_TASK INSTRUCTIONS_: Revise the lines below so that every "thickest part" becomes "widest part", keeping everything else the same. Omit the pictures from your answer.

[Object location annotation lines]

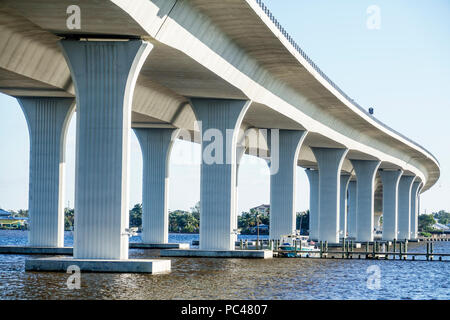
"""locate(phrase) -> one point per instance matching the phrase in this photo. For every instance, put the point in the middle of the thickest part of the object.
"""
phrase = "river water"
(198, 278)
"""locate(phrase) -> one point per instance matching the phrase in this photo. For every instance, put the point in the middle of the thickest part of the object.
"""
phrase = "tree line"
(189, 221)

_WRITTEN REPLY_:
"""locate(phrase) -> one point per instance matching the phrase in this photo. For every instance, put the point in the middle of the widest part of the object.
"""
phrase = "river water"
(198, 278)
"""locate(phrase) -> one point per instance matching the phrase in this photo. For every instance, put the point in the middle of the widest part of the object.
"""
phrase = "tree line"
(189, 221)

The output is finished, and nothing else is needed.